| REQUIRED WORK |
Extract every line of the records below that contains the string "positive". Matching is case-sensitive.

| RECORDED INFORMATION |
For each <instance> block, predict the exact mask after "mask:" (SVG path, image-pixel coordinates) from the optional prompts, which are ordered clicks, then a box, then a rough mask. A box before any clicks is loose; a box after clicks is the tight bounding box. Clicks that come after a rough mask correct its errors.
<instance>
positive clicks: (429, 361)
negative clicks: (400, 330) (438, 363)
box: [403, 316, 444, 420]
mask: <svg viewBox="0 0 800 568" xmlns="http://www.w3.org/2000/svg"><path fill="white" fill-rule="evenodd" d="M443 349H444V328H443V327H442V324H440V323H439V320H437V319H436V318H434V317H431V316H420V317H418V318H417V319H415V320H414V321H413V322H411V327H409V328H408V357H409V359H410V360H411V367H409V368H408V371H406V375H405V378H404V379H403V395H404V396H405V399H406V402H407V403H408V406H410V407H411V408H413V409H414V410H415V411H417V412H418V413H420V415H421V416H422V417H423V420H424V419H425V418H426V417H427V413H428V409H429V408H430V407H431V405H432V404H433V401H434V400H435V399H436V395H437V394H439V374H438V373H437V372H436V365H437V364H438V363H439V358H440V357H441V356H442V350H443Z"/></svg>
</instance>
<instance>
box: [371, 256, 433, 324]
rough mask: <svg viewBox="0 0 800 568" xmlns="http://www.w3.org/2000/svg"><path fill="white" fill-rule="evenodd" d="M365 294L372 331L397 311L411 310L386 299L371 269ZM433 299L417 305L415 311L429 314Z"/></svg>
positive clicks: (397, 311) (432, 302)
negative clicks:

* * *

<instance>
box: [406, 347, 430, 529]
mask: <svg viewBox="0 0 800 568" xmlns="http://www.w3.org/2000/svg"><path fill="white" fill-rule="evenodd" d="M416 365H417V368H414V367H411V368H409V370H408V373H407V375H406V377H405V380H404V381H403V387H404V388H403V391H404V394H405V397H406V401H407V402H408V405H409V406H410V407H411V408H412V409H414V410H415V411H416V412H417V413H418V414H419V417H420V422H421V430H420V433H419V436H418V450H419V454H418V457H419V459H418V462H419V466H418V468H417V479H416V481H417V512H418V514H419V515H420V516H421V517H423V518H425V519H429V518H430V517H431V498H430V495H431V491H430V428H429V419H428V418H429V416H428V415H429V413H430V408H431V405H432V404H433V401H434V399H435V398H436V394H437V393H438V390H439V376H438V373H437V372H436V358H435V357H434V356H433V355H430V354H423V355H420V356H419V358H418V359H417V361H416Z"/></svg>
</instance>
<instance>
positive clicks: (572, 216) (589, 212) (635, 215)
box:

| RESPONSE |
positive clicks: (429, 361)
positive clicks: (397, 311) (432, 302)
positive clicks: (572, 216) (589, 212) (635, 215)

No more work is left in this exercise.